◆ **Text shown**:
######

My aptitude and amusement for reading and writing was further fueled by my sibs and parents reading to me frequently. I still love being read to, to this day. It's one more reason why I enjoy audiobooks.

I wonder, had I not been born at that time, had I not been surrounded by a family for whom books were not an aversion (although I wouldn't say it was their passion--music filled that top honor), had I not been nurtured w/ narratives during my youth, would I be the writer and reader I am today?

The sad thing is how many of my students write or talk about that one-time childhood pleasure, or the very excitement of being able to sound out the words or put the letters together, and how school snuffed the fire right out of them. Me included. I went through a reading dormancy, beginning around age thirteen up to about age twenty-two. That's a long time. All I know is that when I finally awoke, I was hungry.

How is it that our school system makes reading, and learning, a distraction and a burden rather than a desire and a motivator? Why do they so successfully turn us off rather than turn us on. Oh, there are a few teachers who manage to spread their enthusiasm, but sadly they are in the minority. Besides, even their fires are snuffed out by the extinguishers of standardized testing and mandated reading lists of the same old stand-bys from when I was a student. Something seems very wrong about that to me.

Am I wrong? Am I ignorant to the public school system? I hope I am. I hope I am way off base. But so far, I haven't seen evidence to that. Not when 90% of my students report that they dislike reading and writing. 90%, folks. I'm not exaggerating.

The older I get, the more comforting a room full of books is to me. I don't want to lose that feelng.

How did you learn to read and write? Share a memory with me, please.
With thanks.

Thursday, August 28, 2008

the irony of being a fan

Ok, so here's how much of a fan geek I am. I heard on NPR this morning (and that right there outs me, doesn't it) that Aaron Sorkin is working on a new project involving social networking via the internet and thus got himself a Facebook page. And so, what did I spend the rest of my get-ready time this morning doing? I thought about ways to Friend Aaron Sorkin w/out presenting myself as a fan geek; only to actually log on to Facebook later, do a Friend search, and find out that while he does indeed have a page, he has dismantled the Add Friend link. Smart guy. Stupid me. (I guess this means I can keep my West Wing flair.)

But Aaron is definitely on my list of people I want to meet and have a conversation about writing before I (and they) die. Seriously. From one writer to another. Celebrity-ism and fandom aside. And the thing is, I believe that's entirely possible. Either I'm deluded or an optimist (and not a stalker). But I suppose when you try so hard not to be a fan is when you act as idiotic as one. So the thing to do, really, is to take him off the pedestal. He's a writer, pure and simple. He puts one comma in front of the other like anyone else.

######

◆ **Task list**:
**A)** How would you say "I still love being read to, to this day." from the blog text above in Spanish?
**B)** Can you carry the blog text above forward from its final sentence, keeping its voice?

◆ **Recorded information**:
######

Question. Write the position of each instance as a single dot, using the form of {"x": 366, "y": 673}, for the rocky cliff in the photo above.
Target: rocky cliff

######

◆ **Set of answers**:
**A)** Todavía me encanta que me lean, hasta el día de hoy.

**B)**
Besides, maybe Aaron will look for *me* on Facebook and Friend me instead... (ok, now *that*'s delusional...)

Wednesday, August 27, 2008


I've been trying to figure out what to post these last couple of days. Even now, I've just erased a post I started looking at the rhetoric of the DNC speeches (the post bored me). But the truth is that I don't have much to say lately about the subject of writing, or at least there's nothing pressing me. Maybe it's because I'm trying too hard. Maybe it's because school is taking precedence (and already I have things to say about that, but I never wanted this to be a composition teacher's blog, so I've refrained from sharing), and already the other things are falling onto the back burners. Maybe I just plain have nothing to say right now.

I haven't been writing very much lately. Or have I? I'm writing in my personal diary. I'm composing in my head. I'm reading my students' writing, and thinking a lot about what they have to say so far, and how I'd like to respond. I'm thinking about my writing projects that I haven't touched in a week, either because I'm blocked or because I'm busy or because the info is "marinating."

Marinating is good though, isn't it? Doesn't it make food taste so much better, especially the longer it marinates?

So stick w/ me, folks. I'm sure my posts'll get quite tasty when I'm ready to get cookin'.

Saturday, August 23, 2008

on the burners

So, I don't wanna jinx anything, but I've got a possible publisher for my nonfiction book -- a start-up, independent "company" who shares similar values and goals as me. While they're getting their business off the ground, I should get crackin' and actually finish the book.

Then, of course, there's my novel. Still have to get the bio-photo in place (I dropped the ball on that one and let school prep, etc. take the front seat. as usual), have to get a test copy and make sure it's professional looking, and I haven't even begun to think about promotion.

Plus, there's the current novel. Still lots to do. My writing partner has another break, but she also has more boards or something to study for. Plus, I've got school now.

Then, it turns out that A and I came up w/ a kick-ass idea for a webcast show that I'm not ready to disclose details on. We're still in the talking-brainstorming phase. No idea about the hows or wheres or whens yet. But it's exciting.

Did I mention I've got school now?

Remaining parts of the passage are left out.